-- START OF DOCUMENT PASSAGE --

Ability to specify several entrypoints to the cluster
Opened this issue · 3 comments
Hi there, @artix75!
First of all, this project looks like it could eliminate many pain points with using a Redis cluster for us, super exciting! Thanks a lot for working on this.
I've taken it for a test drive with our Redis cluster deployment and noticed a few things that would make it easier to use. For context, we run our Redis clusters in a container scheduler (think Kubernetes, Hashicorp Nomad etc) which implies that individual nodes will move around a lot.
- Being able to specify more than a single entrypoint to the cluster would allow a two-tier deployment with individually scalable redis & proxy groups. Additionally, the proxy would not fail to start if the one node it was assigned to just moved/crashed. As part of this, it would be nice to be able to read servers from the config file as opposed to a mandatory command line argument as that's a little easier to setup in our context (and everybody else running in docker I imagine)
- Really cool would also be the ability to reload those entrypoints (maybe by listening for SIGHUP + rereading the config file?). IMO the ideal behaviour would be
- If any nodes were added but I have healthy instances to talk to -> no action required
- If any nodes were added and all of the nodes that I know about are dead/gone -> connect to these new nodes
That'd allow us to not restart the proxy whenever one of the allocation moves.
- The last one is a potential bug which I'm working on a solid repro case for: As part of cluster bootstrapping, we do a CLUSTER RESET HARD. If the proxy connected to the node prior to doing this, it will not pick up the nodes that we start learning about afterwards - The cluster can be healthy but requests sent to the proxy will fail. Take this with a grain of salt - a few assumptions here, still investigating this.
I'd be happy to send pull requests for any of the points above if they align with your vision for this project. Additionally, do you have a published roadmap/next planned work items so we could start contributing a bit? :)
Wanted to chime in on this as we are looking on using redis-cluster-proxy in the future ourselves.

-- END OF DOCUMENT PASSAGE --

REQUEST 1 => In the issue thread about the Redis cluster proxy, what command does the poster's team run as part of cluster bootstrapping?
REQUEST 2 => Put the part of the records that opens with the line containing "of the bundle" and closes with the line containing "pixel 489 363" into a Markdown table with the columns Row and Line. Give each line a row number and leave out blank lines.
The records that follow have no connection to the issue thread above.

-- START OF INPUT MATERIAL --

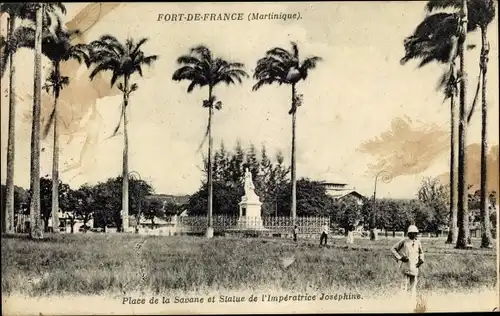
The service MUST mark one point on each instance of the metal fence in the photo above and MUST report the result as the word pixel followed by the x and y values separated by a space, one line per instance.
pixel 233 224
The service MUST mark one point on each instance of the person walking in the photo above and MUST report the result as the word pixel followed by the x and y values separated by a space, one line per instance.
pixel 410 253
pixel 324 234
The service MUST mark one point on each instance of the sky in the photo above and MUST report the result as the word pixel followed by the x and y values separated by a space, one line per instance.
pixel 358 95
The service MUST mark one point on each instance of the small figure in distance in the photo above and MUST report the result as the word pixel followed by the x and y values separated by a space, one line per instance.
pixel 410 253
pixel 324 234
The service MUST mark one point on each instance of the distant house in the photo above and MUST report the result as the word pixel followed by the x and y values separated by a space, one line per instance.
pixel 340 191
pixel 166 198
pixel 179 210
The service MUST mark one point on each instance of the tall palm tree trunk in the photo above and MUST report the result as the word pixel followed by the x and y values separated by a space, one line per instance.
pixel 209 233
pixel 55 159
pixel 485 216
pixel 9 203
pixel 125 159
pixel 294 167
pixel 452 234
pixel 36 229
pixel 463 214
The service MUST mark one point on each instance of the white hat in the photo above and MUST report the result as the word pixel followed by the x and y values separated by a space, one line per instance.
pixel 412 229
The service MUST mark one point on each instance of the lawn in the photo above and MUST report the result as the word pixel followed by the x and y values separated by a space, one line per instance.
pixel 117 264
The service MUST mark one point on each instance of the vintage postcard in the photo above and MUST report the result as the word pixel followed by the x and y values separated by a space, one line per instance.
pixel 247 158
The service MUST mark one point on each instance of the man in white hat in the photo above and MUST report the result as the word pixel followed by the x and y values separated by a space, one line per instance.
pixel 411 255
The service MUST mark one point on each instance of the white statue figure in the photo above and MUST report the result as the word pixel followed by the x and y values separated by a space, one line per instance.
pixel 249 187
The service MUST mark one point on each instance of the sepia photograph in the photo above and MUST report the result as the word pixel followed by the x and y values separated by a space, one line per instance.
pixel 248 158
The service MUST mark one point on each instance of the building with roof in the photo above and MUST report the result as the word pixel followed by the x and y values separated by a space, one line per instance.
pixel 342 190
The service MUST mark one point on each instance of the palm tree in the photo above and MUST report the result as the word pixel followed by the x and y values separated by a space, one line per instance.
pixel 36 225
pixel 15 11
pixel 480 14
pixel 436 40
pixel 285 67
pixel 123 60
pixel 201 68
pixel 58 48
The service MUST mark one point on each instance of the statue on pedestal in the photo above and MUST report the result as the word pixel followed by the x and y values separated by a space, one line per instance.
pixel 249 187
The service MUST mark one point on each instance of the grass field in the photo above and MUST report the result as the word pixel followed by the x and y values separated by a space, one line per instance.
pixel 115 264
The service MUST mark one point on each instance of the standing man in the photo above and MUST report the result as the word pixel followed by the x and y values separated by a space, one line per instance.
pixel 324 234
pixel 411 255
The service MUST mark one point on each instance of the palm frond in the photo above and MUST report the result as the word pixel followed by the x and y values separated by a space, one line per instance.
pixel 308 64
pixel 295 50
pixel 480 12
pixel 203 51
pixel 148 61
pixel 137 47
pixel 48 125
pixel 105 65
pixel 434 39
pixel 186 59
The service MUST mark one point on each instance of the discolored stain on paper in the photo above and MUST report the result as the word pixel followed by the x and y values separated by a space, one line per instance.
pixel 406 149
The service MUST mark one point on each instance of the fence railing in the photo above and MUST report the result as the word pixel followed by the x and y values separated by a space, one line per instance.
pixel 226 224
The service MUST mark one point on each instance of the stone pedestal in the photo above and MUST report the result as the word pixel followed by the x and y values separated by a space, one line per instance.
pixel 250 213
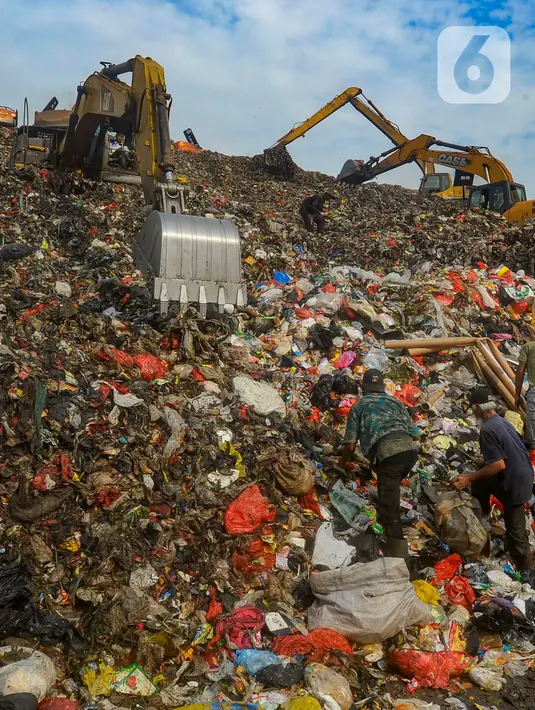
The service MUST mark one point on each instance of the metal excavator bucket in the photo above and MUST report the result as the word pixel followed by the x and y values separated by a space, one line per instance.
pixel 353 172
pixel 191 260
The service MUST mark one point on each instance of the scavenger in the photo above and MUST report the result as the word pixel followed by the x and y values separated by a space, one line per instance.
pixel 507 474
pixel 387 437
pixel 311 211
pixel 527 362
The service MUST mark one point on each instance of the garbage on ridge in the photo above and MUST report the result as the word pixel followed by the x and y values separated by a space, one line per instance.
pixel 171 492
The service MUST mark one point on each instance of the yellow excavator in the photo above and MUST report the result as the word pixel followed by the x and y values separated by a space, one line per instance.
pixel 276 158
pixel 502 194
pixel 189 259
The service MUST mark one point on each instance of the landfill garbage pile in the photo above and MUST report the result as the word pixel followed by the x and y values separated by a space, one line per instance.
pixel 175 523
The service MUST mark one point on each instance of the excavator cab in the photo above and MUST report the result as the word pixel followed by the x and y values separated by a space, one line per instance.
pixel 498 196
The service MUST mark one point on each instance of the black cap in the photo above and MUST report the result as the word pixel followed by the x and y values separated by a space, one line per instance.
pixel 372 381
pixel 480 395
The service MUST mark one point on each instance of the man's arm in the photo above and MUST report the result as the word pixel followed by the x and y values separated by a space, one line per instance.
pixel 466 479
pixel 519 381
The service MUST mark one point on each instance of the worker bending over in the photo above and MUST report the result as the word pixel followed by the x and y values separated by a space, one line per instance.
pixel 387 435
pixel 507 475
pixel 312 211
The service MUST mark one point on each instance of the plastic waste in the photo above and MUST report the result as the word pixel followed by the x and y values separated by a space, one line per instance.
pixel 458 524
pixel 330 688
pixel 132 680
pixel 413 704
pixel 281 277
pixel 295 473
pixel 259 395
pixel 34 673
pixel 330 552
pixel 247 513
pixel 486 678
pixel 426 592
pixel 431 669
pixel 56 704
pixel 21 701
pixel 280 676
pixel 367 602
pixel 254 661
pixel 460 592
pixel 306 702
pixel 346 502
pixel 375 359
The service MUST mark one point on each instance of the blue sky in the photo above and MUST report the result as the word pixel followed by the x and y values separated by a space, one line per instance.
pixel 242 72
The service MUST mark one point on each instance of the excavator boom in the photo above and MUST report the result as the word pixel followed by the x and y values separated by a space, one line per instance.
pixel 188 259
pixel 354 96
pixel 420 149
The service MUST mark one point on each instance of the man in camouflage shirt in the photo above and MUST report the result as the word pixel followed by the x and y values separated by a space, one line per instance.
pixel 381 424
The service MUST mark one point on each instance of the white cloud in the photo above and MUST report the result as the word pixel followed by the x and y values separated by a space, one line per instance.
pixel 242 72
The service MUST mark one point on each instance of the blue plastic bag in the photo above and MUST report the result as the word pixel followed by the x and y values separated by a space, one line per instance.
pixel 254 661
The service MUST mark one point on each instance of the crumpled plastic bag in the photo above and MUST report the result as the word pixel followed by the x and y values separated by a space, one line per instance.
pixel 34 673
pixel 367 602
pixel 460 592
pixel 426 592
pixel 318 644
pixel 254 660
pixel 295 473
pixel 259 395
pixel 240 629
pixel 459 526
pixel 330 688
pixel 330 552
pixel 247 513
pixel 431 669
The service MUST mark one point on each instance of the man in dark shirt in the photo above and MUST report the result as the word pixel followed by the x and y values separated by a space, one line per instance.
pixel 507 474
pixel 386 434
pixel 312 211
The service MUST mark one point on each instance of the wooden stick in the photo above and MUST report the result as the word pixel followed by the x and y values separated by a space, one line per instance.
pixel 440 343
pixel 417 352
pixel 495 367
pixel 496 383
pixel 500 358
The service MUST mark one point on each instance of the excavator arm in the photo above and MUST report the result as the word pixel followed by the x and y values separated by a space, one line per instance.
pixel 139 110
pixel 469 159
pixel 354 96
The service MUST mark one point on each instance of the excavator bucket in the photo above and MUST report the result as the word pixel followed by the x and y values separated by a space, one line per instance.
pixel 353 172
pixel 8 117
pixel 191 260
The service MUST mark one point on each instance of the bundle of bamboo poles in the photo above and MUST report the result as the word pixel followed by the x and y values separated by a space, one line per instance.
pixel 489 363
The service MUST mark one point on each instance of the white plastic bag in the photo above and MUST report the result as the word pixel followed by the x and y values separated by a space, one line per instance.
pixel 368 602
pixel 34 674
pixel 330 688
pixel 330 552
pixel 259 395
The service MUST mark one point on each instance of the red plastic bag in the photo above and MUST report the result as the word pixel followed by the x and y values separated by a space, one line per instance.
pixel 151 367
pixel 248 512
pixel 319 645
pixel 241 629
pixel 447 568
pixel 432 670
pixel 57 704
pixel 460 592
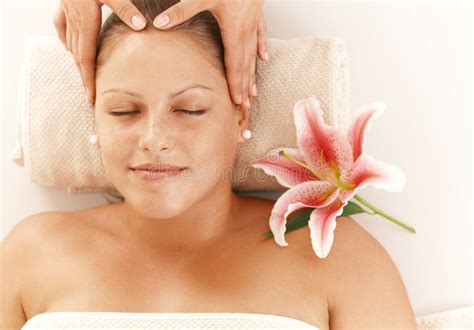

-- END OF INPUT MATERIAL --

WRITTEN RESPONSE 1 => CLUSTER RESET HARD

WRITTEN RESPONSE 2 =>
| Row | Line |
|---|---|
| 1 | The service MUST mark one point on each instance of the bundle of bamboo poles in the photo above and MUST report the result as the word pixel followed by the x and y values separated by a space, one line per instance. |
| 2 | pixel 489 363 |